[Pointing and labeling entries]
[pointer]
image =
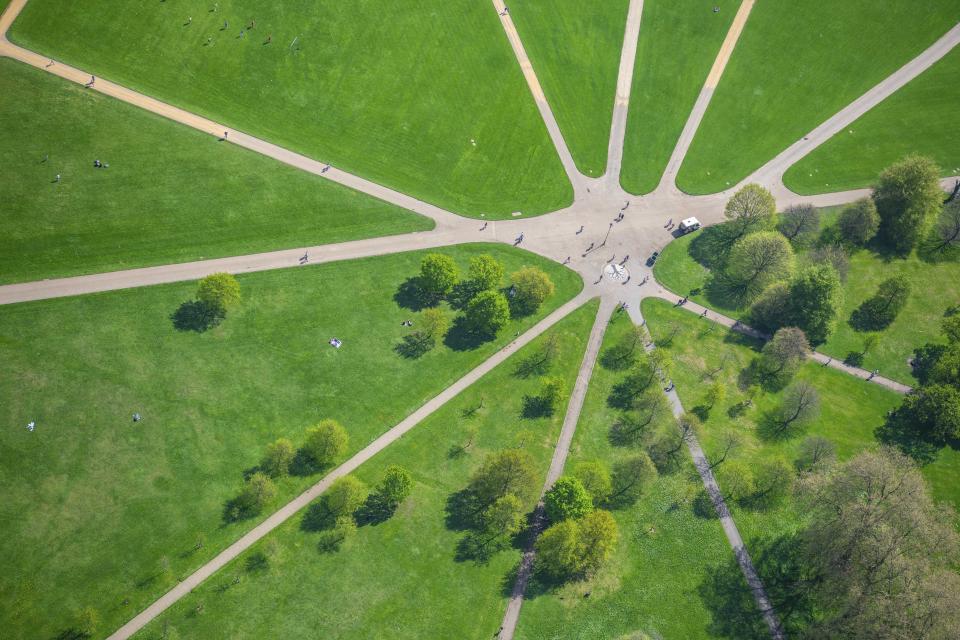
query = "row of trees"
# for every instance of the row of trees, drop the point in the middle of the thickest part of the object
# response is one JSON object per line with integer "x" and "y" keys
{"x": 487, "y": 308}
{"x": 929, "y": 416}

TASK INSTRUCTIONS:
Quote every one of the records above word for word, leaving out the pictures.

SOLUTION TO THIS TASK:
[pointer]
image =
query = "row of trees"
# for every instance of the row of trees, drop the point in the middle of the thickest part of the object
# response is one JSON object per line with integer "x" and "y" keys
{"x": 487, "y": 308}
{"x": 929, "y": 416}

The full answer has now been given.